## SOAL LATIHAN 1:
Kumpulkan setiap baris dalam daftar yang memuat kata "Report", lalu salin baris-baris itu apa adanya.

## KUTIPAN TEKS:
Rabu, 06 Agustus 2014

Luka Mengubah Dunia (1)

Para pecundang menunggu takdir.
Para pemenang menciptakan takdir.
@noffret


Majalah Glamour tidak pernah membayangkan bahwa suatu hari kelak lembaran glossy majalah mereka akan menampilkan sosok seorang wanita desa yang miskin, tak berpendidikan, bahkan buta huruf. Setelah bertahun-tahun menampilkan sosok wanita-wanita jetset dengan penampilan anggun dan mewah, majalah Glamour akhirnya harus mengagumi sesosok wanita miskin tak berpendidikan, bernama Mukhtaran Mai.

Mukhtaran Mai adalah anak petani yang hidup di desa Meerwala, yang terletak di tehsil (kabupaten) Jatoi di distrik Muzaffargarh, Pakistan. Dia berasal dari Suku Tatla, yang dianggap suku berkasta rendah di sana. Karena tidak pernah bersekolah, bahkan tidak bisa baca tulis, Mukhtaran Mai tidak tahu tanggal dan bulan ia dilahirkan. Yang ia tahu, ia lahir pada 1972.

Di desa Meerwala memang tidak ada satu pun sekolah, khususnya untuk anak perempuan. Kenyataannya, hampir di seluruh Pakistan, perempuan menjadi warga kelas dua, sehingga diskriminasi gender sangat tampak di sana. Selain itu, tingkat kasta masing-masing suku juga sangat berpengaruh di Pakistan, sehingga suku yang lebih tinggi seolah bebas melakukan apa saja terhadap suku yang dianggap lebih rendah.

## ENTRI YANG DIAMBIL:
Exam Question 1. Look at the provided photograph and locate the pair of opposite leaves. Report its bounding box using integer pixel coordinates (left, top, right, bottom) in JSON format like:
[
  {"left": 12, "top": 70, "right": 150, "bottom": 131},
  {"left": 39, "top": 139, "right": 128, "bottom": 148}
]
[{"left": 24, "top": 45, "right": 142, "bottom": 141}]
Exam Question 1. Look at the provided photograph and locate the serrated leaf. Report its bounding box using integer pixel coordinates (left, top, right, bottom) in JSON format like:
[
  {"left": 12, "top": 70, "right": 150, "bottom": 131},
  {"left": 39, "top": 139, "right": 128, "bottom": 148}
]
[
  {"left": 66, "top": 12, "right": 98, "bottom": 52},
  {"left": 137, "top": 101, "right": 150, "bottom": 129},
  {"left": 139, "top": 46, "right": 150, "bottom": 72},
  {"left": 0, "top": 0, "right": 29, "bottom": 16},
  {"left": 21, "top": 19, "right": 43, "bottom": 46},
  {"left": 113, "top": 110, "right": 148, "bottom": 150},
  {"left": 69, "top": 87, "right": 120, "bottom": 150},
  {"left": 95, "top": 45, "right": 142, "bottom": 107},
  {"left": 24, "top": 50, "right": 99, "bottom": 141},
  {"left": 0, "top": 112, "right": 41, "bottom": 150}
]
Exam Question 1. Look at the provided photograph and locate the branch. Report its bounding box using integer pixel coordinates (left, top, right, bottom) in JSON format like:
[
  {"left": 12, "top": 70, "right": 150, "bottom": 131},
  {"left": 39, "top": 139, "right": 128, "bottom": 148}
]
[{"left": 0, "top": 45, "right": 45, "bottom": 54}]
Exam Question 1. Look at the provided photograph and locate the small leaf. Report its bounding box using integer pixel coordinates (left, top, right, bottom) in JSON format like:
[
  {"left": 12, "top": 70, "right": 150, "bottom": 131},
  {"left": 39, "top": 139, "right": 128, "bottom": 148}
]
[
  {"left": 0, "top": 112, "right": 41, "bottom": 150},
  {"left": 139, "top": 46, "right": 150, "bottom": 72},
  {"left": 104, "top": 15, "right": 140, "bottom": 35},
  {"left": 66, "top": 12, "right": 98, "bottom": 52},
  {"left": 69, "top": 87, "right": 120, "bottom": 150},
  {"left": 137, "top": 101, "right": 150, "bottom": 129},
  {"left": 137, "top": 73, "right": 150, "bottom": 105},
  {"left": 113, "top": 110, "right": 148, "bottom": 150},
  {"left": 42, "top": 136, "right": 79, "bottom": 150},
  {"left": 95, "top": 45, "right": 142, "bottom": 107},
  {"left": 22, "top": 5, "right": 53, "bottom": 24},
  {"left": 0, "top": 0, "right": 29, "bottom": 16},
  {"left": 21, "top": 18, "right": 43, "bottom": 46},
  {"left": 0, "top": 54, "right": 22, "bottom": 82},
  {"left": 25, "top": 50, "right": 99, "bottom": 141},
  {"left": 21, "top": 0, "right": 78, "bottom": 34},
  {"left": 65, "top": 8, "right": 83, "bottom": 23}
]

## SOAL LATIHAN 2:
Sebutkan semua nama tempat yang muncul dalam teks tentang Mukhtaran Mai.

## JAWABAN LATIHAN 1:
Exam Question 1. Look at the provided photograph and locate the pair of opposite leaves. Report its bounding box using integer pixel coordinates (left, top, right, bottom) in JSON format like:
Exam Question 1. Look at the provided photograph and locate the serrated leaf. Report its bounding box using integer pixel coordinates (left, top, right, bottom) in JSON format like:
Exam Question 1. Look at the provided photograph and locate the branch. Report its bounding box using integer pixel coordinates (left, top, right, bottom) in JSON format like:
Exam Question 1. Look at the provided photograph and locate the small leaf. Report its bounding box using integer pixel coordinates (left, top, right, bottom) in JSON format like:

## JAWABAN LATIHAN 2:
- Meerwala
- Jatoi
- Muzaffargarh
- Pakistan